§ What you should do: Records follow. Select each line holding "shelf".
━━━ Supplied records ━━━
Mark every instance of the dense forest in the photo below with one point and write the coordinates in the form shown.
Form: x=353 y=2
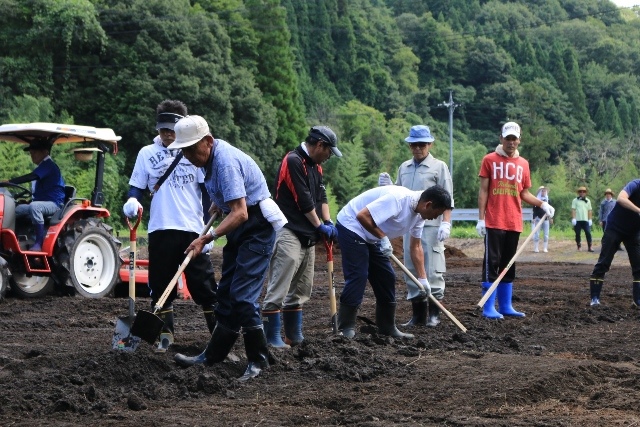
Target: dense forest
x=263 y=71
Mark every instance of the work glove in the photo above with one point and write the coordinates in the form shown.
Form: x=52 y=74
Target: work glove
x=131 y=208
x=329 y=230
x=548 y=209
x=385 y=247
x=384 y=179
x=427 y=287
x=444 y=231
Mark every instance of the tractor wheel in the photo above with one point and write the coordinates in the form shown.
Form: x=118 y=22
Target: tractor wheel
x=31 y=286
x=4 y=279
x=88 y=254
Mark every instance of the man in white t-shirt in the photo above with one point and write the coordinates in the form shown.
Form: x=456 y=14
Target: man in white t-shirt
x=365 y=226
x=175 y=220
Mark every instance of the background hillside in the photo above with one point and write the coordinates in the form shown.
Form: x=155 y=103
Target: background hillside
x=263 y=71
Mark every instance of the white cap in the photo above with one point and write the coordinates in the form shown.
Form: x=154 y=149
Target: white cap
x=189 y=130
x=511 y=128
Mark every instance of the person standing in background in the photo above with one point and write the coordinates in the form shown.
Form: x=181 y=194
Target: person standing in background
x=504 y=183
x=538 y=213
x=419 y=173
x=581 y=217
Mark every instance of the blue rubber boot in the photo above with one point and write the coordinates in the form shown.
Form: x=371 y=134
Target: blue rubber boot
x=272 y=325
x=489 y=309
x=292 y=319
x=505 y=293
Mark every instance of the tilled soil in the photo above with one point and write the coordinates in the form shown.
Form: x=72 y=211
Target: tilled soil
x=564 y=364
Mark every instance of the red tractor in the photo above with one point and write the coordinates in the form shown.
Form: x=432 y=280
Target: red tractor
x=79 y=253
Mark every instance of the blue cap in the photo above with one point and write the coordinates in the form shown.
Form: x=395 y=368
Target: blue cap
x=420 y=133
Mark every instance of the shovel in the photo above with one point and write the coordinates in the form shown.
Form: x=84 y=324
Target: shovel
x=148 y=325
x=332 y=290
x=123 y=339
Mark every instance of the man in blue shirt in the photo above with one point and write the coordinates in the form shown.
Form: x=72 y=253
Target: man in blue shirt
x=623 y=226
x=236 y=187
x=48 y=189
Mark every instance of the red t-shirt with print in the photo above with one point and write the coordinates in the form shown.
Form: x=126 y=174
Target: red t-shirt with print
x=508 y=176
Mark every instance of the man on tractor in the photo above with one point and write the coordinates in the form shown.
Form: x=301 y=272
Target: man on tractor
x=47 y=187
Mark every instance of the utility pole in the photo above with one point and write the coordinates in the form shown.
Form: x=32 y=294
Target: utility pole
━━━
━━━ Supplied records ━━━
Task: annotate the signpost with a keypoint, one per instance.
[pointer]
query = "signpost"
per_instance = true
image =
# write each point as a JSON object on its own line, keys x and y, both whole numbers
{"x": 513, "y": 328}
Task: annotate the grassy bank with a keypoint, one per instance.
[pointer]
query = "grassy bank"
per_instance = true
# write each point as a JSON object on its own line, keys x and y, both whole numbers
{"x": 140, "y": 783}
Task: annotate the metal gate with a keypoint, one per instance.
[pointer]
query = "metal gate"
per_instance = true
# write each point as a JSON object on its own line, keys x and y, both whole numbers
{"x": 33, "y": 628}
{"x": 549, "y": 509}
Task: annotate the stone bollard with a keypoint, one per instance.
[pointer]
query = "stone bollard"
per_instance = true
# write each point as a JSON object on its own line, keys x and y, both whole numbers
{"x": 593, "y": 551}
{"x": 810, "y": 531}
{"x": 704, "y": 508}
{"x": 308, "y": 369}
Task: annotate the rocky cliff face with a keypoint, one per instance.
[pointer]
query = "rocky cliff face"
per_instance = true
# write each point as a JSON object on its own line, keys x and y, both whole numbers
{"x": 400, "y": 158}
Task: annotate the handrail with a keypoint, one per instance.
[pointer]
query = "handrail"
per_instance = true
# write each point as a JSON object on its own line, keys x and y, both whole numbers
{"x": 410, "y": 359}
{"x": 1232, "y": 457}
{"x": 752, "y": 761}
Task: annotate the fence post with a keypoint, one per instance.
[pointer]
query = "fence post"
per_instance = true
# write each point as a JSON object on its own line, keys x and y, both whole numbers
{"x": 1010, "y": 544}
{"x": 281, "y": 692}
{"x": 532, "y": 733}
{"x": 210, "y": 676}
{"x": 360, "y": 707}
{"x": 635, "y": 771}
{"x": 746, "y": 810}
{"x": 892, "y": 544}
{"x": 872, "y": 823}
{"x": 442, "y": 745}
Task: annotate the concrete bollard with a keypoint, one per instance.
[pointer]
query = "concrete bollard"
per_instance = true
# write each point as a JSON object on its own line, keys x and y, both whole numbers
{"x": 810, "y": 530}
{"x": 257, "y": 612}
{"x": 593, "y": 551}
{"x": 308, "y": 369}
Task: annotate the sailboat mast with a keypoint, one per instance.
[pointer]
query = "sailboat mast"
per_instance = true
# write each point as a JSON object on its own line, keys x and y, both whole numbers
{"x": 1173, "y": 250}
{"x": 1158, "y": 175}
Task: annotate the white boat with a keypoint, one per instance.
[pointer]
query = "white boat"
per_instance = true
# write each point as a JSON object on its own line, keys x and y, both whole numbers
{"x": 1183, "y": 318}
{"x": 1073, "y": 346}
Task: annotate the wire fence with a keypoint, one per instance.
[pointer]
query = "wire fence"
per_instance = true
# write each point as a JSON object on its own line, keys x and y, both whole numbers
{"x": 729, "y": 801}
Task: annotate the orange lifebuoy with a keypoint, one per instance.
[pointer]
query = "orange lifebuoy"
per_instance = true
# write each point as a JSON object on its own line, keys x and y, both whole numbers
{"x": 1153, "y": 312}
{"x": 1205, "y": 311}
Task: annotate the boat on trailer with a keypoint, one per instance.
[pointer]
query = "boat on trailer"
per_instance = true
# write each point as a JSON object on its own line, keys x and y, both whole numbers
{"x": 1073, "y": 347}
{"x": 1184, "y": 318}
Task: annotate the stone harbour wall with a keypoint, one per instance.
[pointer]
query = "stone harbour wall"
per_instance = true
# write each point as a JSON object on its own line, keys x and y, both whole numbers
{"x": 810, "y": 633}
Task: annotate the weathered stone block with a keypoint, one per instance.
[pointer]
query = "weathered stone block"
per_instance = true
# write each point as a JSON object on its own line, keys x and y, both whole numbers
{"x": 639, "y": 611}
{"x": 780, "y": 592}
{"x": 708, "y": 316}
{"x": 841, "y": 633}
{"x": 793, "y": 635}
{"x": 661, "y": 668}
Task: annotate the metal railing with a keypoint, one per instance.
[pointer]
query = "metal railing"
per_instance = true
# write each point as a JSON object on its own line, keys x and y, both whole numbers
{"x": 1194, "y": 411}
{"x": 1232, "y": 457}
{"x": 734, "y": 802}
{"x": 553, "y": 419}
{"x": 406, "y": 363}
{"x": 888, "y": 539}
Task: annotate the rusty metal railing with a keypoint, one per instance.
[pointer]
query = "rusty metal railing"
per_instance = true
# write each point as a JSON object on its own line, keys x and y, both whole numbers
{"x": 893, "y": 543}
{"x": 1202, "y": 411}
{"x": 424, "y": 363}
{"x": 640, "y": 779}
━━━
━━━ Supplied records ━━━
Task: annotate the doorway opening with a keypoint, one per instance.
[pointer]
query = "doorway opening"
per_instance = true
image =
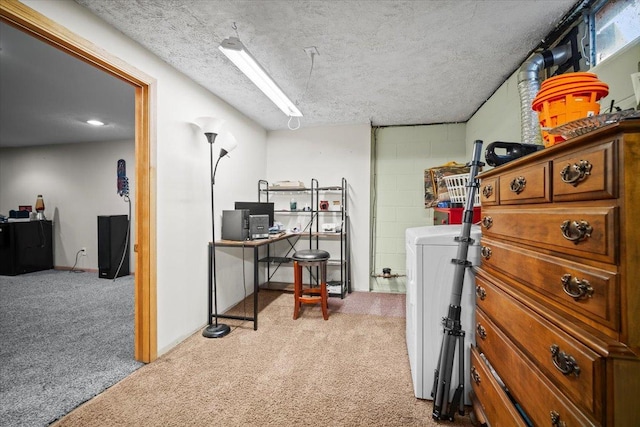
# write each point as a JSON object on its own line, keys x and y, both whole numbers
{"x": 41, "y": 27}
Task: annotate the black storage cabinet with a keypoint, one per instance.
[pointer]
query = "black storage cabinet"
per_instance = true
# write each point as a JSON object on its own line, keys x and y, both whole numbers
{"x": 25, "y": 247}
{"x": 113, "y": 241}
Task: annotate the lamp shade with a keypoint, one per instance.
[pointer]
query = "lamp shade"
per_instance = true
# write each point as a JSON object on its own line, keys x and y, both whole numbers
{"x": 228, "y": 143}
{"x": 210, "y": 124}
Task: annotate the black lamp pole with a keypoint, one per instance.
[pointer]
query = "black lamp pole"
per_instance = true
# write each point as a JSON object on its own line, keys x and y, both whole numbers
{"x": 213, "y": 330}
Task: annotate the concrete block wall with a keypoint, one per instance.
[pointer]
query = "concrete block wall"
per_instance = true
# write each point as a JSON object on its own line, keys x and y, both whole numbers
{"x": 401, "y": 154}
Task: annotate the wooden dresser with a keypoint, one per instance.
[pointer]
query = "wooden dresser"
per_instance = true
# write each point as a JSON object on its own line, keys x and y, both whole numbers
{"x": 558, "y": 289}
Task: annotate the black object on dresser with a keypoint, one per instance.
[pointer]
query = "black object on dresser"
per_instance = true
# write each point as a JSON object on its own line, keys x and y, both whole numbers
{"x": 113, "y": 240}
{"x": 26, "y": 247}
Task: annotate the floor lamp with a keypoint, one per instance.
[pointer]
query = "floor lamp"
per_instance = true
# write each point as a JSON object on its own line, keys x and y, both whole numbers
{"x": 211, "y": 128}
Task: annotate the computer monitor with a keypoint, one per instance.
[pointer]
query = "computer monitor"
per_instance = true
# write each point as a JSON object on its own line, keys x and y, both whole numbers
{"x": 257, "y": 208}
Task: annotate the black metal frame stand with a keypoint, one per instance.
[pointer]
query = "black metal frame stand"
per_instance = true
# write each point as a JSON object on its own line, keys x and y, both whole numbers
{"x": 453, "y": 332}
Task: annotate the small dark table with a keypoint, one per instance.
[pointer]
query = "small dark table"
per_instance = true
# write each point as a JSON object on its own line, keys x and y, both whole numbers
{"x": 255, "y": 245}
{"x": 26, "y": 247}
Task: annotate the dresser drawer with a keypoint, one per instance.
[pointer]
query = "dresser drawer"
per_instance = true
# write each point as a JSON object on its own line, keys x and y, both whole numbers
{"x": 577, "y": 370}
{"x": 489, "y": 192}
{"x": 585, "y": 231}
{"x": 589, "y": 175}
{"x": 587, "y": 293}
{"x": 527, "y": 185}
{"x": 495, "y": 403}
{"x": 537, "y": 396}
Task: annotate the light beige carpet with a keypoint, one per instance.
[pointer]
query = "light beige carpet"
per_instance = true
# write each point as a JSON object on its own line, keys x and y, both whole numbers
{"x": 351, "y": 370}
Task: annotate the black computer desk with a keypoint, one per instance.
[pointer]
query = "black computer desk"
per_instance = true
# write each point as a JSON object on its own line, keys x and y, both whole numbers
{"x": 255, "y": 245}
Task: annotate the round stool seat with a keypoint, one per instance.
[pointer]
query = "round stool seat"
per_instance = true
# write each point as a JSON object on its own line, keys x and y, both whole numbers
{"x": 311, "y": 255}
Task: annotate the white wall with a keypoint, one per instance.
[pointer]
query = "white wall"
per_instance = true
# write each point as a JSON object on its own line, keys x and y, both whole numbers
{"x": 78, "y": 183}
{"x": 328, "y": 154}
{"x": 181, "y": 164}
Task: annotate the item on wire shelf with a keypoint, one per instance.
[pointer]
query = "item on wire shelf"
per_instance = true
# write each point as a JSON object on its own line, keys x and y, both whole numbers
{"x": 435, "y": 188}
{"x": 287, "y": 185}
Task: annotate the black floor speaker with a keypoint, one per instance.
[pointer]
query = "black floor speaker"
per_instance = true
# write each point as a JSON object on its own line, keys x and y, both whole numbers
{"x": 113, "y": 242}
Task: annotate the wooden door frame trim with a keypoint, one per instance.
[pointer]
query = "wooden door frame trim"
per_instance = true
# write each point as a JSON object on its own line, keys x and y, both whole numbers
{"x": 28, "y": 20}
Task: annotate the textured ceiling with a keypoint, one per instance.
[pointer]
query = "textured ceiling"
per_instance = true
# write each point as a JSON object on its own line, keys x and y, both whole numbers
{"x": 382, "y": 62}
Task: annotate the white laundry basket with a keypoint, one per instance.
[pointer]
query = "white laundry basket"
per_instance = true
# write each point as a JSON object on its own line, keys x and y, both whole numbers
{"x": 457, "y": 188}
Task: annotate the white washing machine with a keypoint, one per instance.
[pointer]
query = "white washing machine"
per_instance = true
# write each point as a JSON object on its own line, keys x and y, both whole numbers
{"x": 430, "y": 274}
━━━
§ Answer to this exercise:
Task: annotate the item on wire shelf with a keypoint, one per instance.
query = "item on wire shelf"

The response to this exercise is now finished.